### Problem requirements
Write out the records that appear below, verbatim and complete, but without pictures.

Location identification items
════

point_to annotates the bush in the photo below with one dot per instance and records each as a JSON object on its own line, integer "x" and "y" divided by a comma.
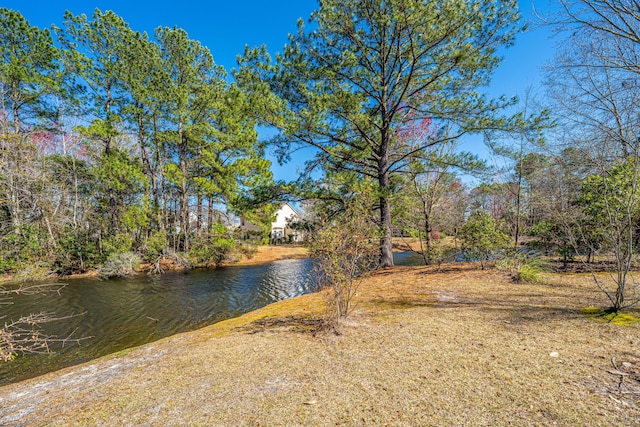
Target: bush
{"x": 155, "y": 245}
{"x": 120, "y": 265}
{"x": 482, "y": 238}
{"x": 213, "y": 250}
{"x": 36, "y": 272}
{"x": 523, "y": 269}
{"x": 345, "y": 247}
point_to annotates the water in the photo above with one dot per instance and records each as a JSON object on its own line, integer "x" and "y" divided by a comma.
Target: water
{"x": 122, "y": 313}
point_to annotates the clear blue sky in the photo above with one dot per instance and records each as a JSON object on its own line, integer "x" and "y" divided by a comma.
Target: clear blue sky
{"x": 225, "y": 27}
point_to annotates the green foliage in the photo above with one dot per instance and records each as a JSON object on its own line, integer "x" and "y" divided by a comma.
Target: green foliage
{"x": 482, "y": 238}
{"x": 522, "y": 268}
{"x": 29, "y": 69}
{"x": 21, "y": 247}
{"x": 35, "y": 272}
{"x": 76, "y": 252}
{"x": 338, "y": 86}
{"x": 212, "y": 250}
{"x": 120, "y": 264}
{"x": 345, "y": 247}
{"x": 155, "y": 245}
{"x": 117, "y": 243}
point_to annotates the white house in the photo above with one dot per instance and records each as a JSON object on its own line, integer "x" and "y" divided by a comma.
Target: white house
{"x": 280, "y": 229}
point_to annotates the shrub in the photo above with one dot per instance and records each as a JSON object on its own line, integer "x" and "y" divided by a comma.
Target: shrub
{"x": 523, "y": 269}
{"x": 155, "y": 245}
{"x": 36, "y": 272}
{"x": 120, "y": 265}
{"x": 213, "y": 249}
{"x": 345, "y": 247}
{"x": 482, "y": 238}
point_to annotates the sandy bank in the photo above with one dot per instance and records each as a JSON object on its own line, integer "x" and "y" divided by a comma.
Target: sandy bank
{"x": 455, "y": 346}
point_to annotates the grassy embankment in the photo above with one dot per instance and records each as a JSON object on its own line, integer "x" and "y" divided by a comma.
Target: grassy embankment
{"x": 454, "y": 346}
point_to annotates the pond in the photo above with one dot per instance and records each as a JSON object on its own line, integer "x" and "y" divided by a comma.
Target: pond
{"x": 123, "y": 313}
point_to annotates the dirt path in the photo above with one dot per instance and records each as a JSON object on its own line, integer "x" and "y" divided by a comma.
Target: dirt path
{"x": 424, "y": 347}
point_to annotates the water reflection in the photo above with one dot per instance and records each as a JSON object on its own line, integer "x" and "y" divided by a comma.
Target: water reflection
{"x": 119, "y": 314}
{"x": 123, "y": 313}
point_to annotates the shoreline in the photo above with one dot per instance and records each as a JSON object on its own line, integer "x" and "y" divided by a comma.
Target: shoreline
{"x": 264, "y": 254}
{"x": 424, "y": 339}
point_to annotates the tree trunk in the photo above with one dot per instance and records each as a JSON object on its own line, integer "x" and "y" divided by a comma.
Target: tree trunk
{"x": 386, "y": 250}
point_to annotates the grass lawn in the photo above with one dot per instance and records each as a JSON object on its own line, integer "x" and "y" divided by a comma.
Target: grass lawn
{"x": 424, "y": 346}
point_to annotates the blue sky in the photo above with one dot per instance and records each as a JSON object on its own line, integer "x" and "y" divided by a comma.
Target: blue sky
{"x": 225, "y": 27}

════

### Answer to the task
point_to annotates the bush in the photo below with one dot per instance and records each as a JSON object on its own line, integer "x" and "y" divided by a comma.
Target: bush
{"x": 155, "y": 245}
{"x": 120, "y": 265}
{"x": 482, "y": 238}
{"x": 213, "y": 250}
{"x": 36, "y": 272}
{"x": 523, "y": 269}
{"x": 345, "y": 247}
point_to annotates the water in the photo above with one dot per instance and records each as a JSON object on its own line, integer "x" and "y" divided by a comma.
Target: water
{"x": 122, "y": 313}
point_to annotates the clear blue sky in the photo above with one dot per instance and records each as a JSON object on its own line, integer "x" and "y" divided by a comma.
Target: clear blue sky
{"x": 225, "y": 27}
point_to annotates the green foliage in the photo above with one dot per instance and records each as a JSON object on its own line, integer "x" and "y" divided by a comma.
Target: green foliage
{"x": 482, "y": 238}
{"x": 522, "y": 268}
{"x": 29, "y": 69}
{"x": 21, "y": 247}
{"x": 35, "y": 272}
{"x": 76, "y": 252}
{"x": 338, "y": 86}
{"x": 212, "y": 250}
{"x": 120, "y": 264}
{"x": 345, "y": 247}
{"x": 155, "y": 245}
{"x": 117, "y": 243}
point_to annotates the white house in the photo above with one dot per instance and records each as a JSON object on its own line, integer "x" and "y" divided by a comma.
Target: white house
{"x": 280, "y": 229}
point_to annotates the shrub in the photo above with one dot per instance and records each as a JSON object on its own line, integer "x" and "y" divided by a comma.
Target: shrub
{"x": 523, "y": 269}
{"x": 155, "y": 245}
{"x": 36, "y": 272}
{"x": 120, "y": 265}
{"x": 213, "y": 249}
{"x": 345, "y": 247}
{"x": 482, "y": 238}
point_to annotates the sandy bank in the photo above with one dot per instance and records each as a JSON object on its own line, integer "x" and "y" divided by a comma.
Target: sandy bank
{"x": 455, "y": 346}
point_to annotates the grassy embankment in the photo above with one dot per instance and records each as a JSON object on its own line, integer "x" and "y" divided by a comma.
Target: grassy embankment
{"x": 454, "y": 346}
point_to annotates the pond in the photo above with one dot per instance and records each as a JSON object on its own line, integer "x" and "y" divided by a comma.
Target: pond
{"x": 123, "y": 313}
point_to annotates the dirt path in the photo above with one dot per instance and records each as a JSON object on its own line, integer "x" and "y" divided by a comma.
Target: dirt path
{"x": 424, "y": 347}
point_to annotates the water reflection in the photo above with one dot per instance and records each as a JSON object on its own line, integer "x" and "y" divided by a comma.
Target: water reflection
{"x": 119, "y": 314}
{"x": 123, "y": 313}
point_to annotates the shoreline in the photo above with one dot per instance and records each as a JSON object on its own line, integer "x" and "y" divided by a comma.
Target: shoreline
{"x": 264, "y": 254}
{"x": 424, "y": 339}
point_to annotates the tree trunk in the photo above with one dot per instance and records each as a JSON object on its own line, integer "x" and "y" divided by a comma.
Target: tree trunk
{"x": 386, "y": 250}
point_to annotates the grass lawn in the photo above with one dot per instance and records each as a JSON object on its own line, integer "x" and "y" divided by a comma.
Target: grass lawn
{"x": 424, "y": 346}
point_to annotates the blue sky in the photo above with one dot per instance and records each as a JSON object on its own line, integer "x" and "y" divided by a comma.
Target: blue sky
{"x": 225, "y": 27}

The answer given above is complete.